### Passage provided:
/---

# Paranoid or reality?



## Candace (Jul 8, 2007)

Am I the only one who doesn't want to post a collection or inventory because I'm worried someone will break into my greenhouse and steal my plants? Maybe I'm paranoid.


----------



## likespaphs (Jul 8, 2007)

hmmmm. interesting question. what's your address? oh, and by the way, would you mind sending me an inventory of your collection and the current place each plant resides?

i mean, um, well... that's not something i worry about as none of my plants is especially valuable...


----------



## Heather (Jul 8, 2007)

Be afraid, be very afraid....I know where both of you live....:evil:

Here's a paranoid story. 
When I left my (not so ex) ex, I took my Mexipedium with me. Everything else stayed, but I knew that was the plant that could net me the most cash if I really had a problem. Luckily I didn't, and we're still working on stuff.


----------



## Candace (Jul 8, 2007)

He he. Oddly, I don't worry about having a website with photos of my plants, but it bothers me to post a complete plant listing. I don't know why?? 

I have heard a couple of stories of big growers in Florida getting their greenhouses robbed after an online society newsletter was published stating they'd be gone on vacation somewhere. Only some valuable plants were stolen, leaving all the rest so the thief knew what he/she were after.

A commercial grower I know from my area had 1 tray of rare orchids stolen from his greenhouse during the day. 1 tray only, out of thousands. Again the thief had to have been knowlegeable and knew what they were after. 

Paranoia, self-destroyer.....


----------



## CLMoss (Jul 8, 2007)

I am more afraid of having my house broken into and being killed... 

Interestingly, I have a bunch of orchids on my front porch. Any thief could just walk up a few stairs and grab them. Ironically, these nice people living around here really don't have a clue what these green plants are. But, I have to admit that some creep did jump six fences to steal my bonsai tree... 

It may be a legitimate fear. 

Claudia


----------



## Eric Muehlbauer (Jul 8, 2007)

When I first moved into my home, I kept a lot of my plants outdoors on the front stoop....a whole bunch of paphs and a huge pot of ordinary green Sansevieria. Of course, it was the Sansevirea that was stolen......from now on, all my plants are in the back.....Take care, Eric


----------



## Renegayde (Jul 8, 2007)

I have lived in my Apartment for 7 years now and have always moved my plants outdoors in the summer.....I had a huge sago palm that the british lady had given me a couple of years before....it had lost all its fronds and I had watered it all winter long and into the spring and finally moved it outside last year and wonders of wonders it suddenly started putting out new fronds that were getting really big when some one stole it off the front porch....this year I had some one steal a empty flower pot that I had just filled with dirt.....needless to say after the sago palm very few if any of my plants go outside now


----------



## Candace (Jul 8, 2007)

\---

### Challenges:
(1) In the forum thread about plant theft, reproduce everything from "Am I the only" down to "each plant resides?", replacing "inventory" with "catalog".
(2) In the forum thread about plant theft, which plant was stolen from Eric Muehlbauer's front stoop?
(3) Go on with the forum thread about fear of plant theft from the point where it stops.
The material that comes next is separate from the thread above.

### Region labeling records:
/---

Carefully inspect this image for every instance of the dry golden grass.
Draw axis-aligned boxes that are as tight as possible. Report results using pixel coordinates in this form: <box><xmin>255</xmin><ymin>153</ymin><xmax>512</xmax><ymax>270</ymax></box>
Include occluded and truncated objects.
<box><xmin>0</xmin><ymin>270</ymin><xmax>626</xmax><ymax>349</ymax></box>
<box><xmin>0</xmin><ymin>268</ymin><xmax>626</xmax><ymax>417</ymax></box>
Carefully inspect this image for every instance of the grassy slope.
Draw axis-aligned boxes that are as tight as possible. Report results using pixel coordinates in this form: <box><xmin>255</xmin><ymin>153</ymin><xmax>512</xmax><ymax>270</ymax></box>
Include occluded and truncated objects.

\---
/---

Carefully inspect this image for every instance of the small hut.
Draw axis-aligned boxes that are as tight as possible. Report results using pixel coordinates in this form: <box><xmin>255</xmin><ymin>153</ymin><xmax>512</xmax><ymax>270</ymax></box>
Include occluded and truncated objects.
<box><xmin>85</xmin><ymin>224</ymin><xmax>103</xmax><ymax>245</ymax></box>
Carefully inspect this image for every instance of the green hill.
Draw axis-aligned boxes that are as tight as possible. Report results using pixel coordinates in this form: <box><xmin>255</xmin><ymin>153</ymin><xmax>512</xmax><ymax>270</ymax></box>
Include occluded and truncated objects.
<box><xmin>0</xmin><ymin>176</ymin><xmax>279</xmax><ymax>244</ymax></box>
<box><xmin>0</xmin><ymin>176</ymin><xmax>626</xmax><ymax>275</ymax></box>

\---

### Answers to the problems:
(1)
Am I the only one who doesn't want to post a collection or catalog because I'm worried someone will break into my greenhouse and steal my plants? Maybe I'm paranoid.


----------



## likespaphs (Jul 8, 2007)

hmmmm. interesting question. what's your address? oh, and by the way, would you mind sending me an catalog of your collection and the current place each plant resides?

(2) A huge pot of ordinary green Sansevieria.

(3)
I don't keep any orchids in my front yard and my greenhouse is protected from theft(I don't want to be too specific;>). It amazes me how our local society has had to ramp up security in the last few years due to theft at shows. I wonder if most of these thefts aren't to keep for personal use, but as gifts for someone else? I don't want to live my life worrying about stuff like this, but it does act as a reminder to think about what information we're sharing on the internet and that not everyone around us may have the best of intentions.


----------



## SlipperFan (Jul 8, 2007)

Now you folks are getting me all worried!


----------



## NYEric (Jul 9, 2007)

I wouldn't worry about posting your collection unless there's something really valuable. Then if you post it you should put it somewhere in the greenhouse as inconspicuously as possible and remove the tags. There is crime in every neighborhood, the chance of losing orchids is lower than other valuables, TV's, electronics, etc..so just take normal precautions. Certainly don't post when you won't be home, that's common sense. Don't be paranoid but don't be careless either.


----------



## Marco (Jul 9, 2007)

:ninja:


----------



## Roy (Jul 9, 2007)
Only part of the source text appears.